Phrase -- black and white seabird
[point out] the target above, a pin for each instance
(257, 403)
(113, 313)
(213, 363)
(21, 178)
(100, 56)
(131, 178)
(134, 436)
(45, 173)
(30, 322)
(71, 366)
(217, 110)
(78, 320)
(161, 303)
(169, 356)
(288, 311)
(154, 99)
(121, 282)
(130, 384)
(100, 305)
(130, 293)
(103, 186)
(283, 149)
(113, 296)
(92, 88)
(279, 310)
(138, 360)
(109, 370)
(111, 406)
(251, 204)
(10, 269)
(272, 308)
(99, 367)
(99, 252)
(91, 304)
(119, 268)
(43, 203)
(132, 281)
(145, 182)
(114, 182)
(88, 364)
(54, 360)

——

About this exercise: Each record above needs to be transcribed word for word.

Completed exercise:
Phrase -- black and white seabird
[point out] the target above, a pin for each instance
(257, 403)
(113, 313)
(213, 363)
(21, 178)
(100, 56)
(131, 178)
(134, 436)
(45, 173)
(30, 322)
(71, 366)
(217, 110)
(78, 320)
(161, 303)
(169, 356)
(288, 311)
(154, 99)
(121, 282)
(130, 384)
(100, 305)
(130, 293)
(103, 186)
(283, 149)
(113, 296)
(92, 88)
(279, 310)
(138, 360)
(109, 370)
(111, 406)
(251, 204)
(10, 269)
(272, 308)
(99, 367)
(99, 252)
(91, 304)
(119, 268)
(43, 203)
(132, 281)
(145, 182)
(114, 182)
(88, 364)
(54, 360)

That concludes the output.